Epistemology is the branch of philosophy which studies the nature, origin, and scope of knowledge. One can not be said to "know" something just because one believes it. Knowledge is, from an epistemological standpoint, distinguished from belief by justification.

Knowledge in the sense of "understanding of a fact or truth" can be divided in a posteriori knowledge, based on experience or deduction (see methodology), and a priori knowledge from introspection, axioms or self-evidence. Knowledge can also be described as a psychological state, since in a strict sense there can never be a posteriori knowledge proper (see relativism). Much of the disagreement about "proofs" of God's existence is due to different conceptions not only of the term "God" but also the terms "proof", "truth" and "knowledge". Religious belief from revelation or enlightenment (satori) falls in the second, a priori class of "knowledge".

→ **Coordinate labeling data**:
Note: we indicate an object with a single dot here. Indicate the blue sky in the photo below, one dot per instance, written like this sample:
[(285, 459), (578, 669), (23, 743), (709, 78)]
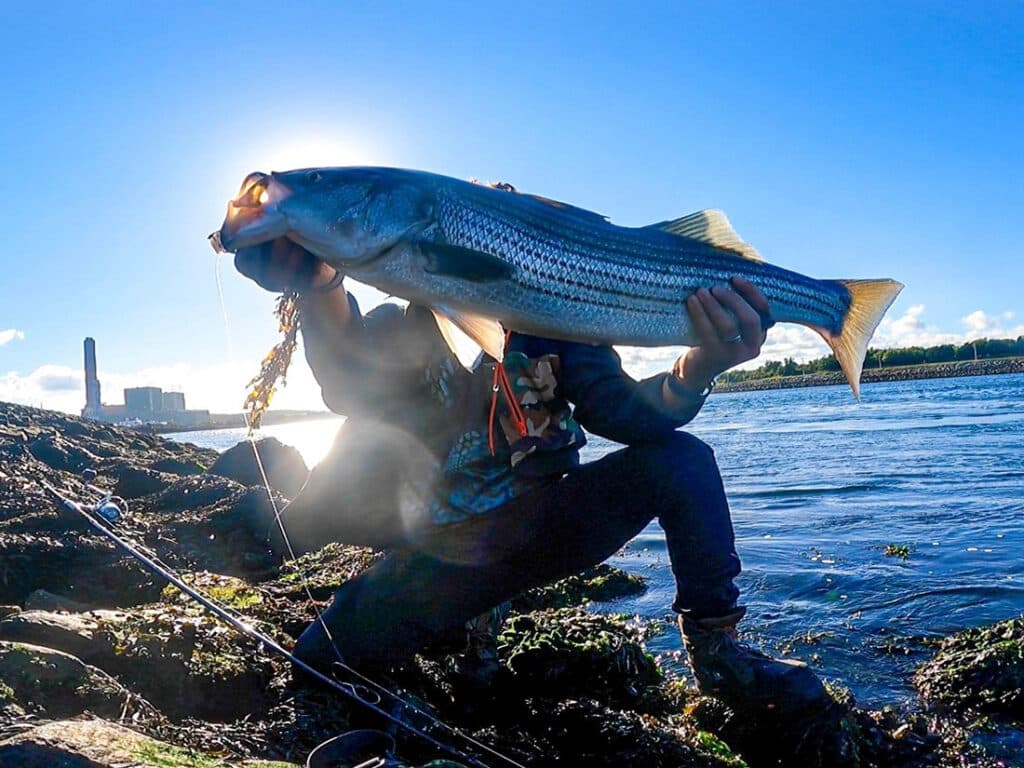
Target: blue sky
[(843, 140)]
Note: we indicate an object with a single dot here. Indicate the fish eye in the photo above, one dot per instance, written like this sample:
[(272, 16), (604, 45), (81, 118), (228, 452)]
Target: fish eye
[(254, 192)]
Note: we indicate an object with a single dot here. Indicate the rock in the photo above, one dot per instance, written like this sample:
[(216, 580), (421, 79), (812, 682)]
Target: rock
[(175, 655), (43, 600), (61, 454), (599, 583), (78, 634), (176, 466), (567, 648), (979, 669), (95, 743), (60, 685), (135, 481), (285, 467)]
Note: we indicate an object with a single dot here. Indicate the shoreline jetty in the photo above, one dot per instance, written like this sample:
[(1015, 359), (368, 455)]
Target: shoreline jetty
[(870, 375), (103, 665)]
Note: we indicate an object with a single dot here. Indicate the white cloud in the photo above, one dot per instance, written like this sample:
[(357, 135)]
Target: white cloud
[(222, 388), (9, 335), (910, 329)]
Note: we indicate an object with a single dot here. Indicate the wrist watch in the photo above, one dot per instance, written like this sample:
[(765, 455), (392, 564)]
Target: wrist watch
[(681, 390)]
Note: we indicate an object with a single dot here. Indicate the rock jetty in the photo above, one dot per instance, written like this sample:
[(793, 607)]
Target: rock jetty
[(894, 373), (103, 665)]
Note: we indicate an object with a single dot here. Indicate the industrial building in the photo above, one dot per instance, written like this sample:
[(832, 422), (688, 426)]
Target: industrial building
[(142, 404)]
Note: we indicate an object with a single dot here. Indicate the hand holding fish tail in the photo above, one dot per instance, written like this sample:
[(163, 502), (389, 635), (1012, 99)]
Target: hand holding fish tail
[(280, 264), (731, 323)]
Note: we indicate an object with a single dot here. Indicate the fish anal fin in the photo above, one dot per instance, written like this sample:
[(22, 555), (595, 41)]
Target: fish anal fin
[(466, 334), (710, 226), (868, 301), (464, 263)]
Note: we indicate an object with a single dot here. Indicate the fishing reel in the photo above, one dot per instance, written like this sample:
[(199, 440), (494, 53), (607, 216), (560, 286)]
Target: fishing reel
[(107, 506), (365, 749)]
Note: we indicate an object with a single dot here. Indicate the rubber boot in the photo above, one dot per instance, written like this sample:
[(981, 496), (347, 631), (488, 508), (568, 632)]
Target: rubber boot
[(742, 677), (478, 665)]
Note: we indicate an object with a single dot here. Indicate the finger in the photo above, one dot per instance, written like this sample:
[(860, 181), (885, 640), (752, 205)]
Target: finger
[(756, 299), (701, 323), (724, 324), (747, 315)]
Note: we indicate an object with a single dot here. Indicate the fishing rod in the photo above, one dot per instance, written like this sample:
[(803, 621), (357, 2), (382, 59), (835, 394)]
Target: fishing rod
[(293, 560), (357, 693)]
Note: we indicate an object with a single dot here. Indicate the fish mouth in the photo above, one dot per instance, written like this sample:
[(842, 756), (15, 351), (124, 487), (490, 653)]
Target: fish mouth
[(254, 216)]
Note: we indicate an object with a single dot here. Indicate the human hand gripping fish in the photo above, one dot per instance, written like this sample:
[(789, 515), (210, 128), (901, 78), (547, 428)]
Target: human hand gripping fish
[(486, 259)]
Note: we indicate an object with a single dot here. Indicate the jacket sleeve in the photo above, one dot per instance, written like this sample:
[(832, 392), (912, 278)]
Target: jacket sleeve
[(611, 403), (372, 365)]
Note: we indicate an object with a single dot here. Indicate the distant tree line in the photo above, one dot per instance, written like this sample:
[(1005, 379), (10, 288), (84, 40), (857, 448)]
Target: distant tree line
[(972, 350)]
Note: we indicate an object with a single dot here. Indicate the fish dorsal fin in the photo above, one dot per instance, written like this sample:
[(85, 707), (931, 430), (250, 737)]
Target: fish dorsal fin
[(580, 213), (466, 334), (710, 226), (464, 263)]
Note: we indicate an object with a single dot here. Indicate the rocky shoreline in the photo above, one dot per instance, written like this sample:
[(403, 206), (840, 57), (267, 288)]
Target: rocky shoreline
[(895, 373), (103, 665)]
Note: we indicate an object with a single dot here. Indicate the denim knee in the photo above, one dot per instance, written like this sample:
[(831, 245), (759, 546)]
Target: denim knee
[(681, 458)]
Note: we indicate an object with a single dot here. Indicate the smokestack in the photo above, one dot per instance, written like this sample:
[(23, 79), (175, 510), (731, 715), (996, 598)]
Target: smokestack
[(92, 402)]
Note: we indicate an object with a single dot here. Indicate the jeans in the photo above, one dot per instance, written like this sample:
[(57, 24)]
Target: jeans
[(453, 572)]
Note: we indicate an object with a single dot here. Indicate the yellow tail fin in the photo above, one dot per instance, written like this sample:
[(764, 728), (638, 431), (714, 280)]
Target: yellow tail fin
[(868, 301)]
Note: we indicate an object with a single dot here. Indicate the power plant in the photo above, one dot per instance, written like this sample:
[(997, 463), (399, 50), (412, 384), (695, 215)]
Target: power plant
[(142, 404)]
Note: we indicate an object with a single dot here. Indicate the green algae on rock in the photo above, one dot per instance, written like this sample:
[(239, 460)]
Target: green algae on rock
[(979, 669), (600, 583)]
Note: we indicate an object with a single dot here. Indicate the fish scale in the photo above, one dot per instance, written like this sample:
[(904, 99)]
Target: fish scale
[(584, 271), (481, 256)]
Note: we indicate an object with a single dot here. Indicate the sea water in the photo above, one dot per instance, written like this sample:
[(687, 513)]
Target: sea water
[(820, 485)]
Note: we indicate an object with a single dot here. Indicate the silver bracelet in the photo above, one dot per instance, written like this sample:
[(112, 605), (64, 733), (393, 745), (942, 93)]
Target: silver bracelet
[(680, 390)]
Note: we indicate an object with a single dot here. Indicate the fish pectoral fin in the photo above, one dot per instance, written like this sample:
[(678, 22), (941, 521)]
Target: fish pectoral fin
[(465, 263), (466, 334), (710, 226)]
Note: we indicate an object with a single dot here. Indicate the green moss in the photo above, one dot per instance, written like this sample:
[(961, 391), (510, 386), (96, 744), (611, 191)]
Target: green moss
[(227, 591), (716, 747), (902, 551), (601, 583), (570, 649), (323, 571), (160, 755), (981, 669)]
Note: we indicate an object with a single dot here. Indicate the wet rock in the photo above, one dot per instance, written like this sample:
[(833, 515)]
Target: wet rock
[(568, 648), (78, 634), (178, 466), (284, 465), (58, 684), (192, 494), (95, 743), (979, 669), (600, 583), (43, 600), (135, 481)]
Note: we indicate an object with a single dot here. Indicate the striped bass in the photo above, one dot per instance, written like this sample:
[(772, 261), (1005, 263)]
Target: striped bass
[(485, 259)]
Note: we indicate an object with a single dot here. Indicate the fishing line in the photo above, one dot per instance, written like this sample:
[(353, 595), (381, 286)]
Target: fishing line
[(236, 620), (293, 562)]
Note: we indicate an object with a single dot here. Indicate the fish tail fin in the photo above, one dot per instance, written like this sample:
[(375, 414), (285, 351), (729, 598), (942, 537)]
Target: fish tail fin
[(868, 301)]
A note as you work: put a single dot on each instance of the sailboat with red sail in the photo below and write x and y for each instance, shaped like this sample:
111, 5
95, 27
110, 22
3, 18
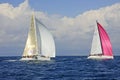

→ **Objective**: Above the items is a passage on epistemology. What does it say, word for word, from "Epistemology is the" to "belief by justification."?

→ **Answer in full**:
Epistemology is the branch of philosophy which studies the nature, origin, and scope of knowledge. One can not be said to "know" something just because one believes it. Knowledge is, from an epistemological standpoint, distinguished from belief by justification.